- [What to produce]
What is asked for is the whole listing, given again word for word.

- [Task data]
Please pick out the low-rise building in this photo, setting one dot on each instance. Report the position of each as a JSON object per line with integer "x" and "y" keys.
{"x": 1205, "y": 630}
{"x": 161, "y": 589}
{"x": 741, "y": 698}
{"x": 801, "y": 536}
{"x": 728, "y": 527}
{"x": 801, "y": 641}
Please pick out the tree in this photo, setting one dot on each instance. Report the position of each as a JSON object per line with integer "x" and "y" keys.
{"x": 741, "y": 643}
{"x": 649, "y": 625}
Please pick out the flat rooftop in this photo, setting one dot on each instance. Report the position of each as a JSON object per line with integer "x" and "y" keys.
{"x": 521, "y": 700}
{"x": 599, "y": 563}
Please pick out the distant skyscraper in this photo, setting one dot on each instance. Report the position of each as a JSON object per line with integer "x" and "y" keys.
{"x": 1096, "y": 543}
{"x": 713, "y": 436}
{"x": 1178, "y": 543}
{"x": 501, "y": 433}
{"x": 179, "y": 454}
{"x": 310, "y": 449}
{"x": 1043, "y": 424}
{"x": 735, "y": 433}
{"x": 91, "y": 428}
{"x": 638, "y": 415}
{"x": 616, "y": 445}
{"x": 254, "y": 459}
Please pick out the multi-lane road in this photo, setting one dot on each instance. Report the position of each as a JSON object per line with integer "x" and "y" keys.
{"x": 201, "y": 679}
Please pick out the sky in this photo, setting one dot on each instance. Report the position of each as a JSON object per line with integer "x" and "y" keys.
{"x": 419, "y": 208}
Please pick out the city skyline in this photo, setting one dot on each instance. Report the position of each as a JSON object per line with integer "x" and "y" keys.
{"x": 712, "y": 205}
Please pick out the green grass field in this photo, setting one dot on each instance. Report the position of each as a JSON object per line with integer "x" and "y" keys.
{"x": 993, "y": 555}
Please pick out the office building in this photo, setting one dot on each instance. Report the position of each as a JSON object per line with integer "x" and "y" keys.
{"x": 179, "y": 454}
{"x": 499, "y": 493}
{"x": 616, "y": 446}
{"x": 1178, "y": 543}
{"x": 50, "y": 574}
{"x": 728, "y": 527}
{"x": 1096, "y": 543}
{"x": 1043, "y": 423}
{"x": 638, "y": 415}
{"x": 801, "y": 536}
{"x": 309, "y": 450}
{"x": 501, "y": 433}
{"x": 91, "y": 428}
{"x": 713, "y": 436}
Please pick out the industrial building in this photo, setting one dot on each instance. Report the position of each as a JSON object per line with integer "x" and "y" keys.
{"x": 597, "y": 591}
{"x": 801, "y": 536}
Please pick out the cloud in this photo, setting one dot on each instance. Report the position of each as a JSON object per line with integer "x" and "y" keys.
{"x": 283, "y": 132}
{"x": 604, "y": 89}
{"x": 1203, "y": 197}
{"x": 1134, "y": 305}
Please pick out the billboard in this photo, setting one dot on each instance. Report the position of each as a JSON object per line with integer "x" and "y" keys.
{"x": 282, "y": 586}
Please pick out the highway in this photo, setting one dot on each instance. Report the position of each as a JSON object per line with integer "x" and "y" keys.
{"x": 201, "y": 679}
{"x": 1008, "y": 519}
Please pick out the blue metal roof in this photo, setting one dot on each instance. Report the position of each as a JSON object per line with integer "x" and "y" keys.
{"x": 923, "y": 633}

- [Response to the exercise]
Please pick out the low-rise building in this photo, setting one dot on each instance. Report the position of each as a JSON object per line with integer "x" and "y" keys.
{"x": 1205, "y": 630}
{"x": 161, "y": 589}
{"x": 741, "y": 698}
{"x": 801, "y": 536}
{"x": 728, "y": 527}
{"x": 801, "y": 641}
Please pick out the tree in this photo, setting one dot on each instance. Report the position of each as a JSON object per line with integer "x" and "y" keys.
{"x": 741, "y": 643}
{"x": 649, "y": 625}
Please pick out the flat rooftop in this photo, setting one dot on each instance. Report the position of each as a JSON object per line with integer "x" and "y" keys.
{"x": 521, "y": 700}
{"x": 599, "y": 563}
Please pick out the distant skyscraper in this photo, setting one dot on each instance. Report the position of each as a JSON object per line with integer "x" and "y" keys.
{"x": 1096, "y": 543}
{"x": 713, "y": 436}
{"x": 1178, "y": 543}
{"x": 501, "y": 433}
{"x": 179, "y": 454}
{"x": 310, "y": 449}
{"x": 1043, "y": 424}
{"x": 735, "y": 433}
{"x": 91, "y": 428}
{"x": 638, "y": 415}
{"x": 616, "y": 445}
{"x": 254, "y": 459}
Please pick out the multi-lane road in this photo, setting one dot on each instance. Report the position of each as a JSON object per line with integer "x" and "y" keys.
{"x": 201, "y": 679}
Please pick out the sky in this photo, setting one dot on each instance. Report the position of each as a JSON object per line with integer "x" and "y" keys.
{"x": 419, "y": 208}
Please pick out the city skyline in this photo, setting one dot on each instance. Report the position of each as a JSON object per line with integer "x" and "y" keys.
{"x": 712, "y": 205}
Please pick out the green grass field in this photo, setting one dot on each instance. Report the position of each as a JSON object per line with integer "x" and "y" keys.
{"x": 993, "y": 555}
Please pick out the office building in this photo, setting one dot on each instance. Report the position of each as a JSON object per line with integer "x" and "y" keys.
{"x": 179, "y": 454}
{"x": 499, "y": 493}
{"x": 616, "y": 446}
{"x": 1178, "y": 543}
{"x": 50, "y": 574}
{"x": 728, "y": 527}
{"x": 1096, "y": 543}
{"x": 1043, "y": 423}
{"x": 638, "y": 415}
{"x": 801, "y": 536}
{"x": 309, "y": 450}
{"x": 501, "y": 433}
{"x": 91, "y": 428}
{"x": 713, "y": 436}
Please pick out the industrial building in this photo, setting one dot on each instance. Report the position of each as a JSON object per line with integer "x" and "y" keys.
{"x": 597, "y": 591}
{"x": 801, "y": 536}
Please pick out the cloud in this photo, setting one dot on each instance. Report the position of each as a JSON object per line with integer "x" and "y" keys.
{"x": 283, "y": 132}
{"x": 604, "y": 89}
{"x": 1203, "y": 197}
{"x": 1134, "y": 305}
Please pick out the billboard in this photo, setting one dot on each instance. Report the position of each as a JSON object per line with integer "x" and "y" keys.
{"x": 282, "y": 586}
Please pick out the highway in this photo, setting one dot on each instance. Report the position of each as a JSON object per line with integer "x" and "y" keys.
{"x": 201, "y": 679}
{"x": 1008, "y": 519}
Please pick out the blue metal roof in this photo, setting one dot on each instance. Report the position of each as a JSON object per line with integer "x" and "y" keys.
{"x": 923, "y": 633}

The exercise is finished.